What this task involves
From the first record below to the last, retype each one exactly.

Information given
>>>

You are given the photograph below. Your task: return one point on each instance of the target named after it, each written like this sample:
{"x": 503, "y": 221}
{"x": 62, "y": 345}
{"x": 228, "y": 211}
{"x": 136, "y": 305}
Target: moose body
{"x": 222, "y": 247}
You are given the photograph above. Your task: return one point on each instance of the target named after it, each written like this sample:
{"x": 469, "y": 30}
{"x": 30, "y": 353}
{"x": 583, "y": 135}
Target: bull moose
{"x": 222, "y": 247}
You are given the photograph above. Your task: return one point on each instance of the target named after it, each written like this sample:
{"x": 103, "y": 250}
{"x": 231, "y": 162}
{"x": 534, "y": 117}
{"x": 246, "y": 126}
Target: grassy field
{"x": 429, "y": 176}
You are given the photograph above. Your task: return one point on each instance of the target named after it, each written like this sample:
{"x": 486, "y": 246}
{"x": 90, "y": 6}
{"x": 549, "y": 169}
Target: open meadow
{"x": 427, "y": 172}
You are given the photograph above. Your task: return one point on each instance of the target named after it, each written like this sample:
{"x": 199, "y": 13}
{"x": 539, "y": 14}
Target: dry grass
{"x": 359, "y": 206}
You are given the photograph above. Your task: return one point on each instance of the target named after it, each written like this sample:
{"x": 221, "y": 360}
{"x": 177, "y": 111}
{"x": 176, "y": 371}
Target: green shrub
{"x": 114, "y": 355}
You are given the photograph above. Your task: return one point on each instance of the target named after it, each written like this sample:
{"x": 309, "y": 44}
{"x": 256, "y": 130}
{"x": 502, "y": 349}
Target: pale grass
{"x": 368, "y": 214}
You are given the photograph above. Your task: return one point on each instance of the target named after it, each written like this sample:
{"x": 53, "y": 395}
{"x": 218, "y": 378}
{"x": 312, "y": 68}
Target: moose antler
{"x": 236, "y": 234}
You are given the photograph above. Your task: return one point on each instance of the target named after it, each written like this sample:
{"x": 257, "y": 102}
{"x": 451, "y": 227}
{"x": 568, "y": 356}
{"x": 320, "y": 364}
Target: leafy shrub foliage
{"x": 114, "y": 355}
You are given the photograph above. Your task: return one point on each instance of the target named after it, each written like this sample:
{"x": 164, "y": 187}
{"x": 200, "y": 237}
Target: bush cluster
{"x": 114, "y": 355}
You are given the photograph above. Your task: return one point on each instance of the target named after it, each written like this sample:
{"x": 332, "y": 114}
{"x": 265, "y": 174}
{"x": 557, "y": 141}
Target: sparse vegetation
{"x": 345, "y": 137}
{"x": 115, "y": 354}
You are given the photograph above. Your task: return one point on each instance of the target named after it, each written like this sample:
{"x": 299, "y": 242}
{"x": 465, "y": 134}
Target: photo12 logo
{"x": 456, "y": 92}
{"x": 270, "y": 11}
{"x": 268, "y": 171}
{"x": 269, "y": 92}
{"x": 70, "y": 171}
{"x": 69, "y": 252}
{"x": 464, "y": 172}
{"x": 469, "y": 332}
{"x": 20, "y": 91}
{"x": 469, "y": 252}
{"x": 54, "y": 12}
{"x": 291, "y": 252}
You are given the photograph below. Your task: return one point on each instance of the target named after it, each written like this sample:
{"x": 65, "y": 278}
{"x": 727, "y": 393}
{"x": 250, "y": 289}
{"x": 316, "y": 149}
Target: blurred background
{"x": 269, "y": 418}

<<<

Solution to this task
You are given the photograph below. Your task: return one point on each instance of the target named after it, each written like this sample:
{"x": 503, "y": 221}
{"x": 62, "y": 345}
{"x": 228, "y": 211}
{"x": 136, "y": 305}
Target: moose body
{"x": 222, "y": 247}
You are given the photograph above. Your task: return one point on each instance of the target named after it, each written like this sample:
{"x": 469, "y": 30}
{"x": 30, "y": 353}
{"x": 583, "y": 135}
Target: bull moose
{"x": 222, "y": 247}
You are given the photograph above. Your task: return one point on each instance of the target named after it, each written like this sample:
{"x": 103, "y": 250}
{"x": 231, "y": 162}
{"x": 534, "y": 117}
{"x": 246, "y": 126}
Target: grassy field
{"x": 429, "y": 176}
You are given the photograph above. Your task: return one point on each instance of the target named after it, each written like this sample:
{"x": 486, "y": 246}
{"x": 90, "y": 6}
{"x": 549, "y": 169}
Target: open meadow
{"x": 427, "y": 172}
You are given the photograph above. Your task: return one point on each instance of the target named after it, each written like this sample:
{"x": 199, "y": 13}
{"x": 539, "y": 14}
Target: dry grass
{"x": 359, "y": 206}
You are given the photograph above. Your task: return one point on each instance of the target named after it, each written like this sample:
{"x": 221, "y": 360}
{"x": 177, "y": 111}
{"x": 176, "y": 371}
Target: green shrub
{"x": 114, "y": 355}
You are given the photograph above. Your task: return one point on each instance of the target named after it, each written like this sample:
{"x": 309, "y": 44}
{"x": 256, "y": 130}
{"x": 502, "y": 349}
Target: pale grass
{"x": 368, "y": 214}
You are given the photograph above. Your task: return one point on each instance of the target named after it, each written like this sample:
{"x": 53, "y": 395}
{"x": 218, "y": 378}
{"x": 312, "y": 68}
Target: moose antler
{"x": 236, "y": 234}
You are given the photograph above. Your task: return one point on each instance of the target named after it, each written like this sample:
{"x": 257, "y": 102}
{"x": 451, "y": 227}
{"x": 568, "y": 356}
{"x": 320, "y": 364}
Target: leafy shrub foliage
{"x": 114, "y": 355}
You are given the photograph above. Your task: return one point on each instance of the target named after it, each written like this sample:
{"x": 164, "y": 187}
{"x": 200, "y": 237}
Target: bush cluster
{"x": 114, "y": 355}
You are given the photograph above. Your task: return one point on each instance of the target named after it, each written like this sample:
{"x": 332, "y": 114}
{"x": 265, "y": 174}
{"x": 557, "y": 141}
Target: sparse vegetation
{"x": 345, "y": 137}
{"x": 115, "y": 354}
You are given the photograph above. Your task: return one point on each instance of the target named after it, each written like this sample:
{"x": 299, "y": 242}
{"x": 465, "y": 134}
Target: photo12 logo
{"x": 456, "y": 92}
{"x": 270, "y": 11}
{"x": 268, "y": 171}
{"x": 269, "y": 92}
{"x": 70, "y": 171}
{"x": 69, "y": 252}
{"x": 464, "y": 172}
{"x": 469, "y": 332}
{"x": 20, "y": 91}
{"x": 469, "y": 252}
{"x": 54, "y": 12}
{"x": 291, "y": 252}
You are given the photograph below. Your task: return one point on each instance of the target named after it, each written like this sample:
{"x": 65, "y": 278}
{"x": 727, "y": 393}
{"x": 250, "y": 289}
{"x": 316, "y": 149}
Target: blurred background
{"x": 269, "y": 418}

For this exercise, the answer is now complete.